=== EXERCISE ===
Give the records again, word for word.

=== EXERCISE MATERIALS ===
+ + + +

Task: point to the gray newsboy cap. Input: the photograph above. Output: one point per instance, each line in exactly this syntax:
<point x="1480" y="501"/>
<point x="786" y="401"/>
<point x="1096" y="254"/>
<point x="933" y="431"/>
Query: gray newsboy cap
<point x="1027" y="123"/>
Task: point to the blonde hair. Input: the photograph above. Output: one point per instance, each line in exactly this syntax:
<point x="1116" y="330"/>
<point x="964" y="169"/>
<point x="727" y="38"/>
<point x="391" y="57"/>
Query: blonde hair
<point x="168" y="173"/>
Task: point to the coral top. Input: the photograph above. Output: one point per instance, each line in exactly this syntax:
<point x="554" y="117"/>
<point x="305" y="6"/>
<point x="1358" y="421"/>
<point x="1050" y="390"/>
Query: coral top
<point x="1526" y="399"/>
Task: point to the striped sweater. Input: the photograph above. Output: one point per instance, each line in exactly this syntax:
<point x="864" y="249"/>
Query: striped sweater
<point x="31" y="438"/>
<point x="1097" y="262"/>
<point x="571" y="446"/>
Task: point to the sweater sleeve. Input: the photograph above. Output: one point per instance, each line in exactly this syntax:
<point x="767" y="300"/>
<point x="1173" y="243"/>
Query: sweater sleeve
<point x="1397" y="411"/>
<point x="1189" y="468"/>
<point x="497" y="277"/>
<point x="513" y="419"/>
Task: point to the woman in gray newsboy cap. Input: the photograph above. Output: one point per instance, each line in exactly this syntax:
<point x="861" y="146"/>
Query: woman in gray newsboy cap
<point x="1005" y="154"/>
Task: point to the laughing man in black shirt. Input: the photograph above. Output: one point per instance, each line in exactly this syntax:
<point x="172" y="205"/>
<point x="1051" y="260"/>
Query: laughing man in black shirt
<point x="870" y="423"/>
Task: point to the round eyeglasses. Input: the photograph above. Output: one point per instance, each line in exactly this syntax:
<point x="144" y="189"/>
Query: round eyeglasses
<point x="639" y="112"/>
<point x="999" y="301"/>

+ + + +

=== SOLUTION TO THE EXERCISE ===
Task: point to the gray newsboy cap. Input: the photograph above. Output: one point per instance, each line in exactly this syntax:
<point x="1480" y="501"/>
<point x="786" y="401"/>
<point x="1096" y="254"/>
<point x="933" y="431"/>
Query: gray newsboy cap
<point x="1027" y="123"/>
Task: point to the blonde hair. Input: the photograph above. Output: one point per instance, each line in exactly this syntax:
<point x="1116" y="330"/>
<point x="964" y="169"/>
<point x="727" y="38"/>
<point x="391" y="57"/>
Query: blonde hair
<point x="168" y="173"/>
Task: point to the coral top. Input: the photograph above. Output: one point per instance, each line in exactly this syntax:
<point x="554" y="117"/>
<point x="305" y="6"/>
<point x="1358" y="421"/>
<point x="1050" y="390"/>
Query: coral top
<point x="1526" y="399"/>
Task: point to the striped sweater. Input: the photograph above. Output: one point per instance, each line in exactly this syntax:
<point x="864" y="249"/>
Query: striped sweater
<point x="31" y="438"/>
<point x="1097" y="262"/>
<point x="571" y="446"/>
Task: point to the sweater sleeve. Input: the photograph above. Output: one point per instance, each line in exactly this syntax:
<point x="767" y="300"/>
<point x="1173" y="243"/>
Query: sweater sleeve
<point x="1397" y="411"/>
<point x="1189" y="468"/>
<point x="497" y="277"/>
<point x="513" y="419"/>
Task: point to the woman in gray newsboy cap. Input: the photograph above. Output: one point per instance, each line in exactly this syntax:
<point x="861" y="146"/>
Query: woman in gray newsboy cap
<point x="1005" y="154"/>
Task: point to the laughing man in black shirt. Input: the photograph above. Output: one point per instance, each line in exactly this syntax:
<point x="172" y="205"/>
<point x="1051" y="260"/>
Query: laughing man in black shirt
<point x="870" y="423"/>
Task: point to the round eyeglasses. Input: the photograph above. Output: one point per instance, each line in exactly this syntax:
<point x="144" y="189"/>
Query: round eyeglasses
<point x="639" y="112"/>
<point x="999" y="301"/>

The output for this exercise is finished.